== DIRECTIONS ==
Return every record below exactly.

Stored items
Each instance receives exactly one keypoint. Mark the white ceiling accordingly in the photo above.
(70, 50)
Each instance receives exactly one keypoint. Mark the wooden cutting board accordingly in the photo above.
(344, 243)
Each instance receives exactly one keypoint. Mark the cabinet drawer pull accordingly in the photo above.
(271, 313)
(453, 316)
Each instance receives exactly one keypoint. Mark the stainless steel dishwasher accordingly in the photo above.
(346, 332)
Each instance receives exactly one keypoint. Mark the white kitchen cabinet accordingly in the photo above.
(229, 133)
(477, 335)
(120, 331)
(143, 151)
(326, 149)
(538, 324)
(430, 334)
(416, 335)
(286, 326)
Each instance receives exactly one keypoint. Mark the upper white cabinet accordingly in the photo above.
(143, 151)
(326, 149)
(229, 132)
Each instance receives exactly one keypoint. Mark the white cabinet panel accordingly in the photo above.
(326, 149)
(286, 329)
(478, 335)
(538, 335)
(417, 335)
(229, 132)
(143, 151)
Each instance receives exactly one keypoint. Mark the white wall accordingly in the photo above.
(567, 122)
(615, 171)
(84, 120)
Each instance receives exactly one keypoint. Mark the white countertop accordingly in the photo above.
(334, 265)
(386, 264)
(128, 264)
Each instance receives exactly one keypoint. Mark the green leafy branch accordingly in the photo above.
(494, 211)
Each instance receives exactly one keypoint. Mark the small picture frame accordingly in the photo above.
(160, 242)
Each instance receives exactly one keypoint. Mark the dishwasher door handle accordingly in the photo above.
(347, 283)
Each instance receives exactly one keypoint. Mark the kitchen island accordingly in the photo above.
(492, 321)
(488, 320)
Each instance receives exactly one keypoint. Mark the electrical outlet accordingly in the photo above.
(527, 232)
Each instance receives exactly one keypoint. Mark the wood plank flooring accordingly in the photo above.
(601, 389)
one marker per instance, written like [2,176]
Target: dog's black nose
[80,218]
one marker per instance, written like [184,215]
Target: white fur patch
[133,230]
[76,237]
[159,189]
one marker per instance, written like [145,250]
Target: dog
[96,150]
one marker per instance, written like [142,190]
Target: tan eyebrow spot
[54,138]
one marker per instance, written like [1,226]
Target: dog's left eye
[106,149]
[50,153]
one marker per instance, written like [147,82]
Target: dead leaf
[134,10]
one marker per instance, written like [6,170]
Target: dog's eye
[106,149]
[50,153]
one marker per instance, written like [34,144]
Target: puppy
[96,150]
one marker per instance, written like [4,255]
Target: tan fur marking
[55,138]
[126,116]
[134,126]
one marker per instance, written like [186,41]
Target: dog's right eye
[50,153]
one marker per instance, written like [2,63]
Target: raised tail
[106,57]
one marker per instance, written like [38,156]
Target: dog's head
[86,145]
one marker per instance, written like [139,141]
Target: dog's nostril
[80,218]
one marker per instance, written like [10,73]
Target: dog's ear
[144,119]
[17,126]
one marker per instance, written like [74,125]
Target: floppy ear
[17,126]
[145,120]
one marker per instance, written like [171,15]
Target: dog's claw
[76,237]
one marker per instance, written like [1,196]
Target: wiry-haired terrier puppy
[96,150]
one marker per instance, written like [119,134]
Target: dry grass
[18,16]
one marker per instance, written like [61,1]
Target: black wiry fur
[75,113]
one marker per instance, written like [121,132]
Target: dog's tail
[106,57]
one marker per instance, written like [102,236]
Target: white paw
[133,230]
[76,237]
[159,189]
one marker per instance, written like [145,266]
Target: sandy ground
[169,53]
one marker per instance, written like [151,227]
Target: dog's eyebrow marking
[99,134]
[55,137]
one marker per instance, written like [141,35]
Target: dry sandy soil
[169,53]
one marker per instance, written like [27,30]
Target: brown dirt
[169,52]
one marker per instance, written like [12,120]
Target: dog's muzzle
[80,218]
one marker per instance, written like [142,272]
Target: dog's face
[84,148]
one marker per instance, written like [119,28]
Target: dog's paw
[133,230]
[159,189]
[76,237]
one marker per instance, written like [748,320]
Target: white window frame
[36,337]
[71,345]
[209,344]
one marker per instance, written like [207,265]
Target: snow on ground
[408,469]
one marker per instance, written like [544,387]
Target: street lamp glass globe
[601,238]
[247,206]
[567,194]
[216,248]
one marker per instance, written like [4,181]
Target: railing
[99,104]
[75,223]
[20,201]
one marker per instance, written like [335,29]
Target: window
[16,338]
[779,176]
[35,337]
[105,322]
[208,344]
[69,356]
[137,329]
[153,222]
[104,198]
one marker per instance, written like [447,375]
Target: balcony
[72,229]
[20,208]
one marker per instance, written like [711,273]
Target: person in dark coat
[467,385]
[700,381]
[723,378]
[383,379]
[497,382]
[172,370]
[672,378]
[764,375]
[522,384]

== SOLUTION TO THE EXERCISE ==
Each instance receives exactly one keypoint. Mark the white ceiling accordingly in the photo above.
(70, 50)
Each instance receives exactly one keypoint. Mark the wooden cutting board accordingly in the photo above.
(344, 243)
Each instance receives exactly one keypoint. Mark the cabinet drawer pull accordingly in the photo above.
(271, 313)
(453, 316)
Each instance receives exactly one keypoint. Mark the stainless steel dishwasher accordingly in the photo above.
(346, 332)
Each instance receives exactly one keypoint. Mark the white kitchen cabinet accordingly in the photo above.
(229, 133)
(477, 335)
(120, 331)
(143, 151)
(326, 149)
(538, 324)
(430, 334)
(416, 335)
(286, 326)
Each instance receives exactly one keypoint. Mark the upper white cabinet accordingly in the photo above.
(143, 151)
(326, 149)
(229, 132)
Each instance receives exactly one keypoint. Mark the white cabinet panel accordingly in the photo above.
(326, 149)
(286, 329)
(478, 335)
(538, 335)
(417, 335)
(229, 132)
(143, 151)
Each instance receives exactly one keypoint. Mark the white wall accordingly in the photo above.
(567, 122)
(615, 171)
(84, 120)
Each instance receives exactly one keypoint. Mark the white countertop accordingly in the photo above.
(334, 265)
(386, 264)
(128, 264)
Each instance receives exactly one keypoint. Mark the green leafy branch accordingly in the photo above.
(494, 211)
Each instance receives exactly one keypoint. Mark the small picture frame accordingly in the photo above.
(160, 242)
Each instance receives exactly one keypoint. Mark the dishwasher door handle accordingly in the photo above.
(347, 283)
Each instance receives exactly one keypoint. Mark the kitchen island accordingly in the photo above.
(492, 321)
(488, 320)
Each instance receives exactly one keypoint. Mark the electrical outlet accordingly in the photo above.
(527, 232)
Each instance receives exactly one keypoint. Mark the wood plank flooring accordingly in the photo above.
(601, 389)
one marker per instance, written like [2,176]
Target: dog's black nose
[80,218]
one marker per instance, written like [184,215]
Target: white fur patch
[133,230]
[76,237]
[159,189]
one marker per instance, written like [145,250]
Target: dog
[96,150]
one marker per instance, written like [142,190]
Target: tan eyebrow spot
[54,138]
one marker per instance, written like [1,226]
Target: dog's left eye
[106,149]
[50,153]
one marker per instance, written like [147,82]
Target: dead leaf
[134,10]
one marker per instance, written like [6,170]
Target: dog's eye
[106,149]
[50,153]
one marker per instance, written like [34,144]
Target: puppy
[96,150]
one marker per instance, written like [4,255]
Target: tan fur marking
[55,138]
[126,116]
[134,126]
one marker per instance, written like [186,41]
Target: dog's right eye
[50,153]
one marker per instance, written like [2,63]
Target: raised tail
[106,57]
one marker per instance, written like [38,156]
Target: dog's head
[86,145]
one marker per instance, written like [139,141]
Target: dog's nostril
[80,218]
one marker per instance, written like [10,73]
Target: dog's ear
[144,119]
[17,126]
one marker per instance, written like [74,125]
Target: floppy ear
[17,126]
[145,120]
one marker per instance, written like [171,15]
Target: dog's claw
[76,237]
one marker per instance, written like [1,196]
Target: wiry-haired terrier puppy
[96,150]
one marker per instance, written like [119,134]
Target: dry grass
[18,16]
one marker per instance, written like [61,1]
Target: black wiry fur
[75,113]
one marker per instance, written like [121,132]
Target: dog's tail
[106,57]
one marker per instance, written like [102,236]
Target: white paw
[133,230]
[76,237]
[159,189]
one marker per instance, written like [145,266]
Target: sandy ground
[169,53]
one marker per instance, written like [151,227]
Target: dog's eyebrow marking
[99,134]
[55,137]
one marker per instance, written like [141,35]
Target: dry sandy soil
[169,53]
one marker per instance, written like [27,30]
Target: brown dirt
[169,52]
one marker per instance, written like [12,120]
Target: dog's muzzle
[80,218]
one marker per instance, written like [142,272]
Target: dog's face
[84,148]
one marker per instance, written like [119,28]
Target: dog's paw
[133,230]
[159,189]
[76,237]
one marker per instance, written like [748,320]
Target: white window frame
[36,337]
[71,345]
[209,344]
one marker per instance, written like [207,265]
Target: snow on ground
[408,469]
one marker per instance, written like [544,387]
Target: street lamp glass globe
[601,238]
[247,206]
[567,194]
[216,248]
one marker per instance, written like [4,181]
Target: railing
[99,104]
[75,223]
[20,201]
one marker per instance, written like [335,29]
Target: window
[16,338]
[779,176]
[35,337]
[105,322]
[208,344]
[69,356]
[137,329]
[153,222]
[104,198]
one marker per instance, written like [447,375]
Target: balcony
[72,229]
[20,208]
one marker per instance, written like [711,273]
Target: person in dark coat
[467,385]
[700,381]
[723,378]
[383,379]
[497,382]
[172,370]
[672,378]
[764,375]
[522,384]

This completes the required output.